Answer these from the discussion of nuclide data copyright:
(a) Whom did the chart's authors consult about the request to use its data?
(b) What kind of publication was at issue in the US Supreme Court case cited?
(c) Which department runs NuDat, and out of which lab?
[begin Page text]
Please quote any relevant correspondence of yours with these gentlemen. Also, could an owner of said chart quote its exact copyright claims and statements? I believe copyright doesn't even apply here. We do not copy any accompanying descriptions, color coding, arrangement, or specific tabulation layouts that are of any creative worth. Neither would it be plausible for them to claim "sweat of brow work" or recent discovery for all these facts or an substantial part thereof, which may make it eligible to fall under specific database protection laws where applicable (and for which WP would likely be exempted anyway). I am not a lawyer.
My suggestion would be just to change any citation in our references section to something like this:
  • Wikipedia's data does not cite the Chart of Nuclides by Knolls Atomic Power Lab as its reference, though any facts may have been verified at one time by individual editors from their personal references to coincide with said publication.
If they play the "our data" game, we can do that too. Femto 28 June 2005 12:37 (UTC)
"Dear Mr. (Last name withheld), I have consulted the KAPL attorney regarding your request to use data contained in the Chart of the Nuclides in the open source encyclopedia, Wikipedia. As you know, there is a copywrite [sic] on the Chart by KAPL, Inc. According to our attorney, if we allow Chart information to be published in a "free access media" like Wikipedia, we would essentially be violating our own copywrite [sic]. We, therefore, cannot give you permission to use the data. Sincerely, [The Authors]"
After an inquiry I made about using their data in April, a letter (above) was sent to my office mailbox at Purdue by the authors as well as my email that I received yesterday. — oo64eva (Alex) (U | T | C) @ June 28, 2005 13:42 (UTC)
Why would you even ask them for permission? As long as we use only the facts presented we are fine. The supreme court of the US ruled that one cannot copyright data. It was a case on a phone book. It was ruled that anyone can take the data in a phone book and re-arange it because the "original" aspect, the page numbers and formatting, were not copied. The data is not sufficently original and therefore not copyrightable. Try asking wikipedia's lawyers and see what they have to say one the issue, after all, IANAL. --metta, The Sunborn 28 June 2005 13:56 (UTC)
Why are we not using NuDat, which is published on a .gov, and thus is probably public domain? -- Xerxes 2005 June 28 15:36 (UTC)
Because NuDat doesn't give us decay energy. Plus I am not convinced that they are any more government than the Knolls Atomic Power Laboratory. --metta, The Sunborn 28 June 2005 16:18 (UTC)
It's run by the US Department of Energy out of Brookhaven National Labs on a .gov web address. How much more government can you get? And it has all decays and energy levels, both of isotopes and isomers. See, for example: Decay of the U-238 isotope. -- Xerxes 2005 June 28 17:07 (UTC)
So it does have decay emission energy. It even has branching data too. I have been poking around that site for days and hadn't found any energy emission levels. And for the record, the people that are claiming copyrights have a .gov tld too. --metta, The Sunborn 28 June 2005 18:23 (UTC)
[end Page text]
[begin Data section]
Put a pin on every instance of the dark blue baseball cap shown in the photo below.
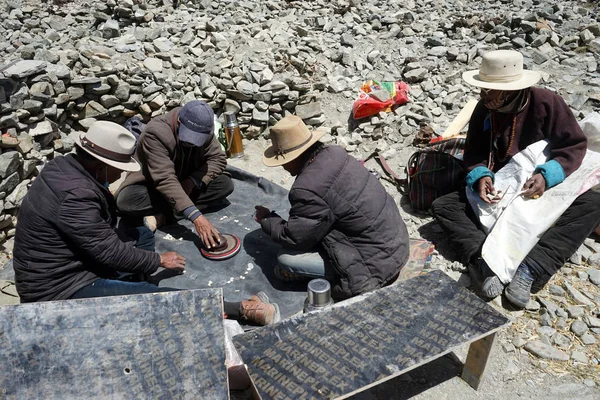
[end Data section]
Task answer.
(a) The KAPL attorney.
(b) A phone book.
(c) The US Department of Energy, out of Brookhaven National Labs.